### DATASET EXTRACT
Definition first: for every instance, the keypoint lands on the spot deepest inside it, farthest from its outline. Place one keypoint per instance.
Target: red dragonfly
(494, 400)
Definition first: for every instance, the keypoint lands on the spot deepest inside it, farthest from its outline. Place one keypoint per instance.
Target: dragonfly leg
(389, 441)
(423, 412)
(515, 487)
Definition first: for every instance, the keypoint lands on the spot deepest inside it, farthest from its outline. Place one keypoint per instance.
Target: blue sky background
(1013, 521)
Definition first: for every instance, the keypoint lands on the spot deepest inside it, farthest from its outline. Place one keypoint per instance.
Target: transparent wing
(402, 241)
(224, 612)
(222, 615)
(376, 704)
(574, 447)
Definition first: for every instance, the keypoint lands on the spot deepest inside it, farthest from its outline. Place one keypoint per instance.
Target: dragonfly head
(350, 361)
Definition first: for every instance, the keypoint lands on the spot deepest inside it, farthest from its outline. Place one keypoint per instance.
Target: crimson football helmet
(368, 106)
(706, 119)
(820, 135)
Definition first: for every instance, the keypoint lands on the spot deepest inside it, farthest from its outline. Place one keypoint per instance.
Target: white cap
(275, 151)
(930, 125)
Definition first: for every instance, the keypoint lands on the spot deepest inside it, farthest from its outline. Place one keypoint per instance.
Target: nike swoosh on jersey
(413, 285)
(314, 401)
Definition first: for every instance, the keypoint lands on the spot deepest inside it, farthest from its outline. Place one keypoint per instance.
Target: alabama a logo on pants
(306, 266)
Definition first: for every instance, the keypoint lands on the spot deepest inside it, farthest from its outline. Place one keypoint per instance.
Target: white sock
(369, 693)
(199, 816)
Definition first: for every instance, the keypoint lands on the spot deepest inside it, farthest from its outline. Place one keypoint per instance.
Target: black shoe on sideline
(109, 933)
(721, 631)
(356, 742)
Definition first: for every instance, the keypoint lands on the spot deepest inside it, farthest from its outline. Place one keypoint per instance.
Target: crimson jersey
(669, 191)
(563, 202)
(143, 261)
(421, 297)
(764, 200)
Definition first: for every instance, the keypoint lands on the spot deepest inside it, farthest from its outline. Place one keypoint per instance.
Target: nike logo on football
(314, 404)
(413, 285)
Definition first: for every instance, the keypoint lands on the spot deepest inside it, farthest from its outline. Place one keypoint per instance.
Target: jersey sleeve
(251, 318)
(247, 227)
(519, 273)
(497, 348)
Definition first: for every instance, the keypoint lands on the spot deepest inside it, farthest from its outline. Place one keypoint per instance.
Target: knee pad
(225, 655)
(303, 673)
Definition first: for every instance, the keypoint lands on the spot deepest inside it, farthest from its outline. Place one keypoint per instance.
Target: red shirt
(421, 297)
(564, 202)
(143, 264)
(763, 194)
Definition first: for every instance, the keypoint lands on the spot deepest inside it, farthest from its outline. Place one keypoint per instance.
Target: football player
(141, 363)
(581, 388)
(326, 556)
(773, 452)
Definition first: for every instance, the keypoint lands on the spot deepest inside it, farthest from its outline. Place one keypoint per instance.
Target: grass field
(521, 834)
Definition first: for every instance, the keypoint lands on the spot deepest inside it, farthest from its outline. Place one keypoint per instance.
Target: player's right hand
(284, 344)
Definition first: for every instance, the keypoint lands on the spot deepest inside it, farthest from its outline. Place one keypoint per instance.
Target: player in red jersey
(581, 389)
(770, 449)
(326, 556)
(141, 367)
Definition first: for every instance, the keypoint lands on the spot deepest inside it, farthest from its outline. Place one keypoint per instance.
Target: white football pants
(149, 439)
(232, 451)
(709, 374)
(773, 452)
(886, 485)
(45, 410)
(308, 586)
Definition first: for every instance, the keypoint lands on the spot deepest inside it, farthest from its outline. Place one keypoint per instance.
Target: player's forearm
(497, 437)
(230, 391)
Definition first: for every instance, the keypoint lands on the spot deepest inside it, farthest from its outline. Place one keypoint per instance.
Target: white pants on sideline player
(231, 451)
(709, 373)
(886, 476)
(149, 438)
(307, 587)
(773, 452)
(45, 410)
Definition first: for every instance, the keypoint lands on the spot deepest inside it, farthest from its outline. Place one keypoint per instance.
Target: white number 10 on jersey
######
Count the lines in the items above that contain the word "crimson", and reply with that number only.

## CORRECT RESPONSE
2